• Goal
Write out all the entries word for word, but skip any images.
-- begin --
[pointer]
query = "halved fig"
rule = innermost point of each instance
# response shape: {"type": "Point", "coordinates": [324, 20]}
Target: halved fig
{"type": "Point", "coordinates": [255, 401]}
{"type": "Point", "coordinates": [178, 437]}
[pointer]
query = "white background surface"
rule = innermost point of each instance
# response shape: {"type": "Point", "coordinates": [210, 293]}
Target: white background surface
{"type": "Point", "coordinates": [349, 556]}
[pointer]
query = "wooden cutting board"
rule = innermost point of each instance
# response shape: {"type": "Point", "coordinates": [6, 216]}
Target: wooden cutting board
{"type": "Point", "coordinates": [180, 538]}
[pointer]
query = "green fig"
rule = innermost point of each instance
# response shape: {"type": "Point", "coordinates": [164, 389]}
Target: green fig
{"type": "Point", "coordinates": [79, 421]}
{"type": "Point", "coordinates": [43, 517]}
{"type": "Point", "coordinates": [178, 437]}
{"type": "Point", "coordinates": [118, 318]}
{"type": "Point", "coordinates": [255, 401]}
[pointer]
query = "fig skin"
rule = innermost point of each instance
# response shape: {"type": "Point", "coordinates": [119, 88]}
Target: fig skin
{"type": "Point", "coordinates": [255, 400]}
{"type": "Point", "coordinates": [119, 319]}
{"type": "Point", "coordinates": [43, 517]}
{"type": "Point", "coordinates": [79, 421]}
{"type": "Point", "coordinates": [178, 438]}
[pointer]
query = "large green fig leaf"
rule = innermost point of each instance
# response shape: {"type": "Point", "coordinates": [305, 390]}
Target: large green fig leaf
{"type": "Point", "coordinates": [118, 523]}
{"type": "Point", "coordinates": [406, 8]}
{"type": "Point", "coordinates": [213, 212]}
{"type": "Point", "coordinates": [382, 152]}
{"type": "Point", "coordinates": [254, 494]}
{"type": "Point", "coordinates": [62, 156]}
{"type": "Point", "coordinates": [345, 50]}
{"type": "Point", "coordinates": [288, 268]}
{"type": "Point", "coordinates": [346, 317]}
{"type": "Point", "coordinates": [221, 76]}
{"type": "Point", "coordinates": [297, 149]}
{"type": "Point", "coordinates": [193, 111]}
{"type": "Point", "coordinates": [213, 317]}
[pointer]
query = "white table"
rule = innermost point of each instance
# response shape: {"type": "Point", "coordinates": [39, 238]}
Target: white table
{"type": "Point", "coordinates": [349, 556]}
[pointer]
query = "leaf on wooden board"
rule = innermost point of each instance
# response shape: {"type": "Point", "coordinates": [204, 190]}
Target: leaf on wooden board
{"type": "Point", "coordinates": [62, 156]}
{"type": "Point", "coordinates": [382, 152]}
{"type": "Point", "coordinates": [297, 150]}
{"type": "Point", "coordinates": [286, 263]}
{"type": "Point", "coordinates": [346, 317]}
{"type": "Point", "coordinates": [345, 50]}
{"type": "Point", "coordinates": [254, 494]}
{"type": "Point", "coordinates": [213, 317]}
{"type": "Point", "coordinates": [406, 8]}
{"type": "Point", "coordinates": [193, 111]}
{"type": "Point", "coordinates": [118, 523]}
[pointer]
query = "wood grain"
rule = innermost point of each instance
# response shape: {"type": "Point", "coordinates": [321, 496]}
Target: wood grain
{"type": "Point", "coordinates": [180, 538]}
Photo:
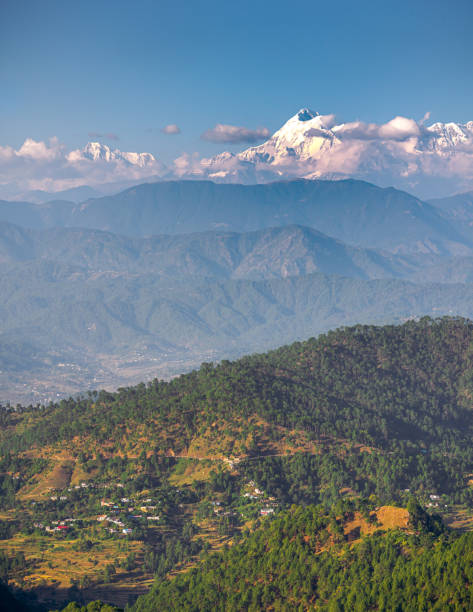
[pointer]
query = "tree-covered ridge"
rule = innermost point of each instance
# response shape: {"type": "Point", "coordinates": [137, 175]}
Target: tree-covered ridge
{"type": "Point", "coordinates": [155, 475]}
{"type": "Point", "coordinates": [285, 566]}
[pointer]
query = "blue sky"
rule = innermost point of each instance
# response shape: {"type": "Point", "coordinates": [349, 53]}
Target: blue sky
{"type": "Point", "coordinates": [68, 69]}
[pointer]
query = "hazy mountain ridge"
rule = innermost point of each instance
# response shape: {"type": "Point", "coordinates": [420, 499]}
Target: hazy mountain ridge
{"type": "Point", "coordinates": [76, 300]}
{"type": "Point", "coordinates": [355, 212]}
{"type": "Point", "coordinates": [270, 253]}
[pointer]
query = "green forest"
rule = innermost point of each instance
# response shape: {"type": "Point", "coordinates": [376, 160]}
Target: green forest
{"type": "Point", "coordinates": [231, 487]}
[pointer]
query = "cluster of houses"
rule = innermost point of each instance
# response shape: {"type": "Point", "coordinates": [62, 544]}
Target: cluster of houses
{"type": "Point", "coordinates": [270, 503]}
{"type": "Point", "coordinates": [58, 525]}
{"type": "Point", "coordinates": [121, 524]}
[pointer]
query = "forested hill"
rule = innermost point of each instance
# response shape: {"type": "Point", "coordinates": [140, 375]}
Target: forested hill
{"type": "Point", "coordinates": [287, 565]}
{"type": "Point", "coordinates": [355, 421]}
{"type": "Point", "coordinates": [384, 386]}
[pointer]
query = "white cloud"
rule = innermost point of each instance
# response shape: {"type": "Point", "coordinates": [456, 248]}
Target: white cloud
{"type": "Point", "coordinates": [399, 128]}
{"type": "Point", "coordinates": [235, 134]}
{"type": "Point", "coordinates": [171, 129]}
{"type": "Point", "coordinates": [49, 166]}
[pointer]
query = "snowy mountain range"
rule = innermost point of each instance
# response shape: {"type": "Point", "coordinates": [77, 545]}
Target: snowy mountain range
{"type": "Point", "coordinates": [97, 151]}
{"type": "Point", "coordinates": [402, 152]}
{"type": "Point", "coordinates": [429, 161]}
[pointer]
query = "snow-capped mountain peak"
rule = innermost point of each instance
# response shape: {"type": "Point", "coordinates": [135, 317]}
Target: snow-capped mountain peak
{"type": "Point", "coordinates": [97, 151]}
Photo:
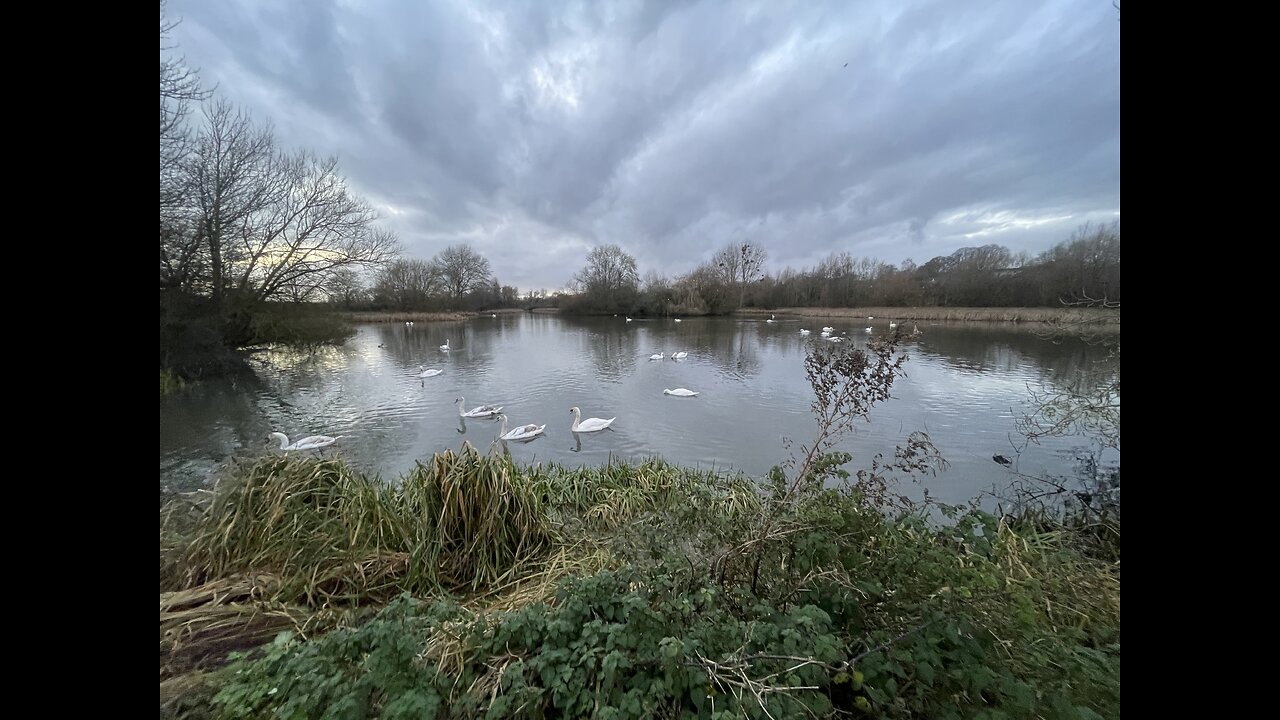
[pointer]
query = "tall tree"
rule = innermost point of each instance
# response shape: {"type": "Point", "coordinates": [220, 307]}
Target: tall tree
{"type": "Point", "coordinates": [609, 278]}
{"type": "Point", "coordinates": [462, 270]}
{"type": "Point", "coordinates": [741, 265]}
{"type": "Point", "coordinates": [406, 285]}
{"type": "Point", "coordinates": [274, 224]}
-- end --
• Exercise result
[pointer]
query = "halved fig"
rule = innermost point of each instance
# response shape: {"type": "Point", "coordinates": [324, 20]}
Target: halved fig
{"type": "Point", "coordinates": [255, 401]}
{"type": "Point", "coordinates": [178, 437]}
[pointer]
query = "white background surface"
rule = innermost point of each instance
# response shape: {"type": "Point", "coordinates": [210, 293]}
Target: white background surface
{"type": "Point", "coordinates": [349, 556]}
[pointer]
query = "wooden cutting board"
rule = innermost point of each instance
# response shape: {"type": "Point", "coordinates": [6, 216]}
Target: wooden cutting board
{"type": "Point", "coordinates": [180, 538]}
[pointer]
query = "green fig"
rule = innermost point of each instance
# response shape: {"type": "Point", "coordinates": [164, 389]}
Target: green fig
{"type": "Point", "coordinates": [79, 421]}
{"type": "Point", "coordinates": [43, 517]}
{"type": "Point", "coordinates": [178, 437]}
{"type": "Point", "coordinates": [118, 318]}
{"type": "Point", "coordinates": [255, 401]}
[pointer]
query = "fig skin"
rule = innermost point of each instance
# response shape: {"type": "Point", "coordinates": [119, 88]}
Target: fig skin
{"type": "Point", "coordinates": [255, 400]}
{"type": "Point", "coordinates": [119, 319]}
{"type": "Point", "coordinates": [43, 517]}
{"type": "Point", "coordinates": [79, 421]}
{"type": "Point", "coordinates": [178, 438]}
[pointer]
query = "large green fig leaf"
rule = innermost point of each instance
# response shape: {"type": "Point", "coordinates": [305, 390]}
Target: large green fig leaf
{"type": "Point", "coordinates": [118, 523]}
{"type": "Point", "coordinates": [406, 8]}
{"type": "Point", "coordinates": [213, 212]}
{"type": "Point", "coordinates": [382, 152]}
{"type": "Point", "coordinates": [254, 494]}
{"type": "Point", "coordinates": [62, 156]}
{"type": "Point", "coordinates": [345, 50]}
{"type": "Point", "coordinates": [288, 268]}
{"type": "Point", "coordinates": [346, 317]}
{"type": "Point", "coordinates": [221, 76]}
{"type": "Point", "coordinates": [297, 149]}
{"type": "Point", "coordinates": [193, 111]}
{"type": "Point", "coordinates": [213, 317]}
[pointer]
query = "white table"
rule = innermost point of each instance
# response shape: {"type": "Point", "coordinates": [39, 238]}
Target: white table
{"type": "Point", "coordinates": [349, 556]}
[pointer]
query = "leaf on wooden board"
rule = innermost point of each instance
# response shape: {"type": "Point", "coordinates": [204, 190]}
Target: leaf on wooden board
{"type": "Point", "coordinates": [62, 156]}
{"type": "Point", "coordinates": [382, 152]}
{"type": "Point", "coordinates": [297, 150]}
{"type": "Point", "coordinates": [286, 263]}
{"type": "Point", "coordinates": [346, 317]}
{"type": "Point", "coordinates": [345, 50]}
{"type": "Point", "coordinates": [254, 494]}
{"type": "Point", "coordinates": [213, 317]}
{"type": "Point", "coordinates": [406, 8]}
{"type": "Point", "coordinates": [193, 111]}
{"type": "Point", "coordinates": [118, 523]}
[pointer]
query = "wood grain"
rule = innermost point of each instance
# response shape: {"type": "Point", "coordinates": [321, 496]}
Target: wood grain
{"type": "Point", "coordinates": [180, 538]}
Photo:
[pointer]
query = "tree-covered ridge"
rule = innermost point of each instance
# response shape: {"type": "Point", "coordinates": [137, 175]}
Target: tree-covered ridge
{"type": "Point", "coordinates": [155, 475]}
{"type": "Point", "coordinates": [285, 566]}
[pointer]
query = "blue sky"
rule = innermost point of each instance
# response shape: {"type": "Point", "coordinates": [349, 53]}
Target: blue sky
{"type": "Point", "coordinates": [68, 69]}
[pointer]
query = "hazy mountain ridge"
rule = innermost point of each instance
# response shape: {"type": "Point", "coordinates": [420, 499]}
Target: hazy mountain ridge
{"type": "Point", "coordinates": [76, 300]}
{"type": "Point", "coordinates": [355, 212]}
{"type": "Point", "coordinates": [270, 253]}
[pointer]
query = "green forest"
rule = innermost point of each instance
# response shape: {"type": "Point", "coordinates": [376, 160]}
Target: green forest
{"type": "Point", "coordinates": [231, 487]}
[pointer]
query = "cluster of houses"
rule = innermost point of each instance
# response shape: {"type": "Point", "coordinates": [62, 544]}
Target: cluster of houses
{"type": "Point", "coordinates": [270, 503]}
{"type": "Point", "coordinates": [58, 525]}
{"type": "Point", "coordinates": [121, 524]}
[pointer]
query = "forested hill"
rule = innermost point of each instance
# response shape: {"type": "Point", "coordinates": [140, 375]}
Target: forested hill
{"type": "Point", "coordinates": [287, 565]}
{"type": "Point", "coordinates": [355, 421]}
{"type": "Point", "coordinates": [384, 386]}
[pointer]
query = "white cloud"
rule = innermost point of each instance
# response shape: {"type": "Point", "coordinates": [456, 248]}
Target: white cloud
{"type": "Point", "coordinates": [399, 128]}
{"type": "Point", "coordinates": [235, 134]}
{"type": "Point", "coordinates": [171, 129]}
{"type": "Point", "coordinates": [49, 166]}
[pointer]
query = "snowy mountain range"
rule = innermost point of each instance
# response shape: {"type": "Point", "coordinates": [77, 545]}
Target: snowy mountain range
{"type": "Point", "coordinates": [97, 151]}
{"type": "Point", "coordinates": [402, 152]}
{"type": "Point", "coordinates": [429, 161]}
[pointer]
query = "snow-capped mountain peak"
rule = innermost point of each instance
# response shape: {"type": "Point", "coordinates": [135, 317]}
Target: snow-capped mountain peak
{"type": "Point", "coordinates": [97, 151]}
Photo:
[pointer]
query = "tall tree"
rule = innermost point of each instance
# response shape: {"type": "Point", "coordinates": [220, 307]}
Target: tall tree
{"type": "Point", "coordinates": [609, 278]}
{"type": "Point", "coordinates": [462, 270]}
{"type": "Point", "coordinates": [741, 265]}
{"type": "Point", "coordinates": [406, 285]}
{"type": "Point", "coordinates": [274, 224]}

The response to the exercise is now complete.